WHAT YOU SHOULD DO: From the data below, pull out everything from the line containing "In this exercise you will indicate the car" down to the line containing "point(221, 445)", with both of those lines included. Copy each line unchanged.

(Dataset rows)

┄┄┄┄┄┄┄┄┄┄┄┄┄┄┄┄┄┄┄┄

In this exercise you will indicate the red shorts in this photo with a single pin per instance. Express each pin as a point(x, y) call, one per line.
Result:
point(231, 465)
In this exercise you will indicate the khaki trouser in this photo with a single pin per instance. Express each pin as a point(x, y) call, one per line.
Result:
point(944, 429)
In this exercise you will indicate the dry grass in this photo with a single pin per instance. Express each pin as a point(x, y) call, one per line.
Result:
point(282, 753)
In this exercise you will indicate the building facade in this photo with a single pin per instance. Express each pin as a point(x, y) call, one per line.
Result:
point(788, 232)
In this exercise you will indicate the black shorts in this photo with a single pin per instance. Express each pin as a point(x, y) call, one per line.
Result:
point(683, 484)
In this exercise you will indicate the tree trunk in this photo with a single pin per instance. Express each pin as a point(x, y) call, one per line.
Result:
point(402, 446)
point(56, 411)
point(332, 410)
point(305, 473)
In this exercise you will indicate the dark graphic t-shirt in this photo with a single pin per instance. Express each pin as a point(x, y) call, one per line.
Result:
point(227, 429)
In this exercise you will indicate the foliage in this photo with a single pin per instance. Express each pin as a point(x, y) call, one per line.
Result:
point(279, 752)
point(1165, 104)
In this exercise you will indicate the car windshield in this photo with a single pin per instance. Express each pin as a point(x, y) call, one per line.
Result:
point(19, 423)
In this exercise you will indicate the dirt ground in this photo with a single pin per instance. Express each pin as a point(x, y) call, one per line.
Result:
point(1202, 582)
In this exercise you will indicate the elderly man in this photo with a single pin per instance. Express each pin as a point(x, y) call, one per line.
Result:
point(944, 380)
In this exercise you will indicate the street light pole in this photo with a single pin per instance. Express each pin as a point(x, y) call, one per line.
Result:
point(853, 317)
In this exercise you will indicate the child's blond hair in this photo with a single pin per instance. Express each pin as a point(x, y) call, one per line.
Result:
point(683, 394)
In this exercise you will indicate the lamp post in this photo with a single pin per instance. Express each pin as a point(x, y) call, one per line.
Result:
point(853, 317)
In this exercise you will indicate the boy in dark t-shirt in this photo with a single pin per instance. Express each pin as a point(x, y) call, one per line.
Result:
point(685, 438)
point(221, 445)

┄┄┄┄┄┄┄┄┄┄┄┄┄┄┄┄┄┄┄┄

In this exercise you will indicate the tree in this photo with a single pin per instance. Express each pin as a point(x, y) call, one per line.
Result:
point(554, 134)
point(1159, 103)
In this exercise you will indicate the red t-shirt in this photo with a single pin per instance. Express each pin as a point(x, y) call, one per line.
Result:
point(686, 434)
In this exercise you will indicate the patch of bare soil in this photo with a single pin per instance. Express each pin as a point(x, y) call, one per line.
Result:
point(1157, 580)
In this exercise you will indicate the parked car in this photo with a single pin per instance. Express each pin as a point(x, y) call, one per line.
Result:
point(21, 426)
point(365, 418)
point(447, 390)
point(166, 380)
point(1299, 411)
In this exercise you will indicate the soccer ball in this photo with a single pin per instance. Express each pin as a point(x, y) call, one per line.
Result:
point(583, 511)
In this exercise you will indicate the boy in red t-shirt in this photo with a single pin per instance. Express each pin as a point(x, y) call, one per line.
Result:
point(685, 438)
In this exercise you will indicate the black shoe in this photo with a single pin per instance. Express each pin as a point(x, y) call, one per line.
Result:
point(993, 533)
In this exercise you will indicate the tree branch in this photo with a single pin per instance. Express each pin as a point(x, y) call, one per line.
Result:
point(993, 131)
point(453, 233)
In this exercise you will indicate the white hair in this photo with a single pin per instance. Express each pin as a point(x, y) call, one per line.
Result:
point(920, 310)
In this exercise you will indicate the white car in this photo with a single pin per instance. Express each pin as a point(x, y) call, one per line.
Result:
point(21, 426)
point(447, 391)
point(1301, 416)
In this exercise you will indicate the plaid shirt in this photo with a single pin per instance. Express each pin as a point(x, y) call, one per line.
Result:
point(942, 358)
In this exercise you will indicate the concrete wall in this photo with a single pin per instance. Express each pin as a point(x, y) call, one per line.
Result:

┄┄┄┄┄┄┄┄┄┄┄┄┄┄┄┄┄┄┄┄

FINAL ANSWER:
In this exercise you will indicate the car windshield in this photo with a single pin per instance. Express each pin as a point(x, y) call, one per line.
Result:
point(19, 423)
In this exercise you will indicate the dirt ground in this photo with a single pin per instance. Express each pin as a point(x, y) call, one per line.
Result:
point(1202, 582)
In this exercise you will indicate the elderly man in this photo with a single pin per instance. Express each pin as a point(x, y) call, one per line.
Result:
point(944, 380)
In this exercise you will indicate the street light pole in this photo with a single pin per instance. Express each pin as a point(x, y) call, one per line.
Result:
point(853, 317)
In this exercise you will indicate the child's blond hair in this photo with a single pin per instance. Express each pin as a point(x, y) call, one per line.
Result:
point(683, 394)
In this exercise you will indicate the lamp post in this photo with a single pin per instance. Express each pin as a point(x, y) call, one per line.
Result:
point(853, 317)
In this exercise you will indicate the boy in dark t-shirt in this photo with a single pin per instance. Express each pin as a point(x, y) call, one per line.
Result:
point(685, 438)
point(221, 445)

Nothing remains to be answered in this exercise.